→ Location identification entries
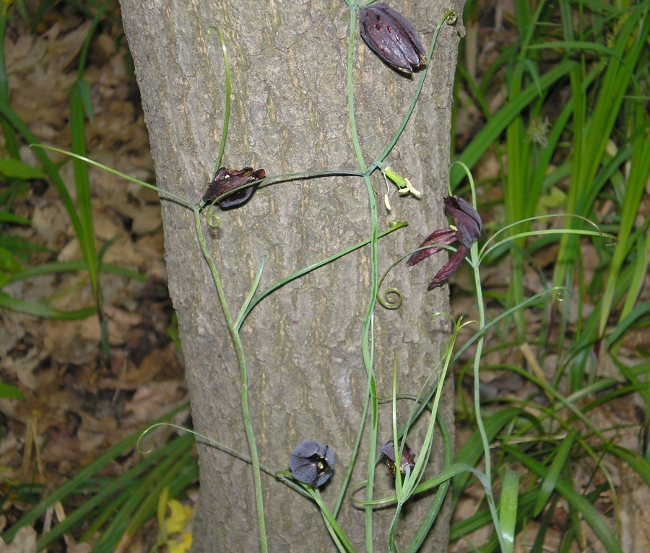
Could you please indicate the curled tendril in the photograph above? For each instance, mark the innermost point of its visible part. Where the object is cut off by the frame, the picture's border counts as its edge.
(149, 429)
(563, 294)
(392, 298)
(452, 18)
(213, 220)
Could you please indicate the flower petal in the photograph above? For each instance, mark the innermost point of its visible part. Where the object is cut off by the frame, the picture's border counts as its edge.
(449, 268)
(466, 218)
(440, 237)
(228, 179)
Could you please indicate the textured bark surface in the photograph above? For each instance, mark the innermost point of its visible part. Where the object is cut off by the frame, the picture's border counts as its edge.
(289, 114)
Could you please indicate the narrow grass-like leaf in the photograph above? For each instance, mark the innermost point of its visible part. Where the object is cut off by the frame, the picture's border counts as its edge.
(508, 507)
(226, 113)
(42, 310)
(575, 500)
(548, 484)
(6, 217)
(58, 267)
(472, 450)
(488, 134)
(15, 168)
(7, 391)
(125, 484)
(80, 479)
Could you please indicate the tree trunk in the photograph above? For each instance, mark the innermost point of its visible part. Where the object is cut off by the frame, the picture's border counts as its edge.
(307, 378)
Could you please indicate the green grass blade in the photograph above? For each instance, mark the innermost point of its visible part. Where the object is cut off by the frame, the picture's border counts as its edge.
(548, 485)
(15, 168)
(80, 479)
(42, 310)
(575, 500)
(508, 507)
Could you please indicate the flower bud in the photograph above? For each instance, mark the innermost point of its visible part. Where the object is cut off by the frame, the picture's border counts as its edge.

---

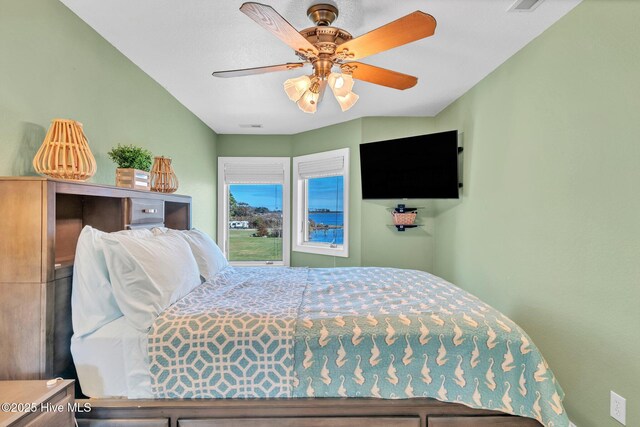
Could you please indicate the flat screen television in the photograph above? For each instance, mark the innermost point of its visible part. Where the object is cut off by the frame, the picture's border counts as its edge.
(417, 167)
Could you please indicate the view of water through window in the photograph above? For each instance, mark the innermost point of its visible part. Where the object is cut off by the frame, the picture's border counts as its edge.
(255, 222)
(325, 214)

→ Work to complete
Select and copy each line in the listing above that contains the string "grass".

→ Answer
Could you please indicate the narrow grass-like leaf in the photograph above? For each instance, mark the innermost point of its visible part. Where the object is cut off by the frame, the picture's border counts as its edge.
Could you please indicate the green grass blade in the photograph above? For each instance, mark the innermost point of its visible part. Where the object is cut off by the frame, the picture's border counts as its edge.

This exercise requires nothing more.